[Start Entries provided]
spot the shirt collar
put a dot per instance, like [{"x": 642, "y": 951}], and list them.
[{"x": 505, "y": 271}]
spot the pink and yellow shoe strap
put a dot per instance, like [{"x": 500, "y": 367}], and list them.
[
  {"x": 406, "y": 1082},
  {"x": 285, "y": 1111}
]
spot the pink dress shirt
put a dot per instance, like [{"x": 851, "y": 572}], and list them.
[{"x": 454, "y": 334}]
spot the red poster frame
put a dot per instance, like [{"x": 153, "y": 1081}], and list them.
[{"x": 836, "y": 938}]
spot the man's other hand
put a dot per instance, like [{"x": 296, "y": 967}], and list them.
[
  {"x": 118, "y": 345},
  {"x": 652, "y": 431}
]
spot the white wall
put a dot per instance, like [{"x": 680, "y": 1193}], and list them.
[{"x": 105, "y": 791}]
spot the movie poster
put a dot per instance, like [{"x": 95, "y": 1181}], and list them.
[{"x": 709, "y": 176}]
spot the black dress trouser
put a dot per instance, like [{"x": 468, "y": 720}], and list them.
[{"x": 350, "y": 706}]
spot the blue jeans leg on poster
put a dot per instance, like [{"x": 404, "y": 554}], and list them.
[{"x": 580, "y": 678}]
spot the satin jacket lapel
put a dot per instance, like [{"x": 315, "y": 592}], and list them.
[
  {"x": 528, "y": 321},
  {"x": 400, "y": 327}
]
[End Entries provided]
Please express the rows above as a JSON list of strings, one string per line, starting at the line containing "spot the black dress trouser" and running through the last line. Leave out blank lines.

[
  "spot the black dress trouser",
  "put a dot per instance, like [{\"x\": 468, \"y\": 720}], and list them.",
  "[{\"x\": 350, \"y\": 706}]",
  "spot the blue jeans leg on poster",
  "put a dot per instance, like [{\"x\": 404, \"y\": 554}], and list them.",
  "[{\"x\": 580, \"y\": 678}]",
  "spot the satin jacket lapel",
  "put a dot per instance, like [{\"x\": 315, \"y\": 592}], and list them.",
  "[",
  "  {\"x\": 528, \"y\": 321},",
  "  {\"x\": 400, \"y\": 327}",
  "]"
]